:: Text section ::
....

Importing an Excel file with an unknown format.

In this notebook, we will use the ExcelImporter to get all data from the spreadsheet, but will have to write strategies to understand the data ourselves.

In [1]:
from brightway2 import *
from stats_arrays import *

Basic setup

Start a new project, and install base data.

In [2]:
projects.set_current("excel import")
In [3]:
bw2setup()
Creating default biosphere

Applying strategy: normalize_units
Writing activities to SQLite3 database:
0%                          100%
[##############################] | ETA[sec]: 0.000 
Total time elapsed: 0.655 sec
Applying strategy: drop_unspecified_subcategories
Applied 2 strategies in 0.02 seconds
Title: Writing activities to SQLite3 database:
  Started: 11/07/2015 15:49:55
  Finished: 11/07/2015 15:49:56
  Total time elapsed: 0.655 sec
  CPU %: 91.400000
  Memory %: 1.279688
Created database: biosphere3
Creating default LCIA methods

Applying strategy: normalize_units
Applying strategy: set_biosphere_type
Applying strategy: drop_unspecified_subcategories
Applying strategy: link_iterable_by_fields
Applied 4 strategies in 1.78 seconds
Wrote 692 LCIA methods with 170915 characterization factors
Creating core data migrations

Import Ecoinvent 3.1

The file we want to import has links to ecoinvent 3.1, so we will need to import this database.

....

:: Objective A ::
Reproduce the Excel import notebook word for word.

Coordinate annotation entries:
....

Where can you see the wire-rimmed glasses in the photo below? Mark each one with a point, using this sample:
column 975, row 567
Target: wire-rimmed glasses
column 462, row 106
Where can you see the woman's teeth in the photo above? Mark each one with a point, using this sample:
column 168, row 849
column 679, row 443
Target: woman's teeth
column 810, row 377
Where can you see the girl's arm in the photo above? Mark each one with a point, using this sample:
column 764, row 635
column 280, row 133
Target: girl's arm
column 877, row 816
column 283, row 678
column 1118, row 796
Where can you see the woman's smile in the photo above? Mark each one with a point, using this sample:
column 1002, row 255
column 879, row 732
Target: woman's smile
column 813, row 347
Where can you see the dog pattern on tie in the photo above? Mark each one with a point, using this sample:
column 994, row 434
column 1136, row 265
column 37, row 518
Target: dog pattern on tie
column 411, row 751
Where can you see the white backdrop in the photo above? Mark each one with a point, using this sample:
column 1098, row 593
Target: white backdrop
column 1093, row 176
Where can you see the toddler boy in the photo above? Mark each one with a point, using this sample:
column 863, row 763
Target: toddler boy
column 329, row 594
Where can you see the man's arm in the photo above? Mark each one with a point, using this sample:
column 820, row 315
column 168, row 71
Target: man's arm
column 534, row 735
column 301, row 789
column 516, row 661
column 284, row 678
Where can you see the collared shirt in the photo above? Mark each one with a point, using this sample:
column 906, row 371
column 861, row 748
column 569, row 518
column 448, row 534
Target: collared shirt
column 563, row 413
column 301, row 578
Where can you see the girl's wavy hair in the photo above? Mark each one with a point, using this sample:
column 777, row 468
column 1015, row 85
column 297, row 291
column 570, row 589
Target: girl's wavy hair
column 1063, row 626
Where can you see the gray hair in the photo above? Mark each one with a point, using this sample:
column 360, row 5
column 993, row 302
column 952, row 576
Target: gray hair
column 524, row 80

....

:: Objective B ::
Rewrite the lines of the listing, from the line with "Where can you see the woman's smile" up to and including the line with "column 284, row 678", as a JSON list of strings with one string per line. Leave out any blank lines.

:: Written answer A ::
Importing an Excel file with an unknown format.

In this notebook, we will use the ExcelImporter to get all data from the spreadsheet, but will have to write strategies to understand the data ourselves.

In [1]:
from brightway2 import *
from stats_arrays import *

Basic setup

Start a new project, and install base data.

In [2]:
projects.set_current("excel import")
In [3]:
bw2setup()
Creating default biosphere

Applying strategy: normalize_units
Writing activities to SQLite3 database:
0%                          100%
[##############################] | ETA[sec]: 0.000 
Total time elapsed: 0.655 sec
Applying strategy: drop_unspecified_subcategories
Applied 2 strategies in 0.02 seconds
Title: Writing activities to SQLite3 database:
  Started: 11/07/2015 15:49:55
  Finished: 11/07/2015 15:49:56
  Total time elapsed: 0.655 sec
  CPU %: 91.400000
  Memory %: 1.279688
Created database: biosphere3
Creating default LCIA methods

Applying strategy: normalize_units
Applying strategy: set_biosphere_type
Applying strategy: drop_unspecified_subcategories
Applying strategy: link_iterable_by_fields
Applied 4 strategies in 1.78 seconds
Wrote 692 LCIA methods with 170915 characterization factors
Creating core data migrations

Import Ecoinvent 3.1

The file we want to import has links to ecoinvent 3.1, so we will need to import this database.

:: Written answer B ::
[
  "Where can you see the woman's smile in the photo above? Mark each one with a point, using this sample:",
  "column 1002, row 255",
  "column 879, row 732",
  "Target: woman's smile",
  "column 813, row 347",
  "Where can you see the dog pattern on tie in the photo above? Mark each one with a point, using this sample:",
  "column 994, row 434",
  "column 1136, row 265",
  "column 37, row 518",
  "Target: dog pattern on tie",
  "column 411, row 751",
  "Where can you see the white backdrop in the photo above? Mark each one with a point, using this sample:",
  "column 1098, row 593",
  "Target: white backdrop",
  "column 1093, row 176",
  "Where can you see the toddler boy in the photo above? Mark each one with a point, using this sample:",
  "column 863, row 763",
  "Target: toddler boy",
  "column 329, row 594",
  "Where can you see the man's arm in the photo above? Mark each one with a point, using this sample:",
  "column 820, row 315",
  "column 168, row 71",
  "Target: man's arm",
  "column 534, row 735",
  "column 301, row 789",
  "column 516, row 661",
  "column 284, row 678"
]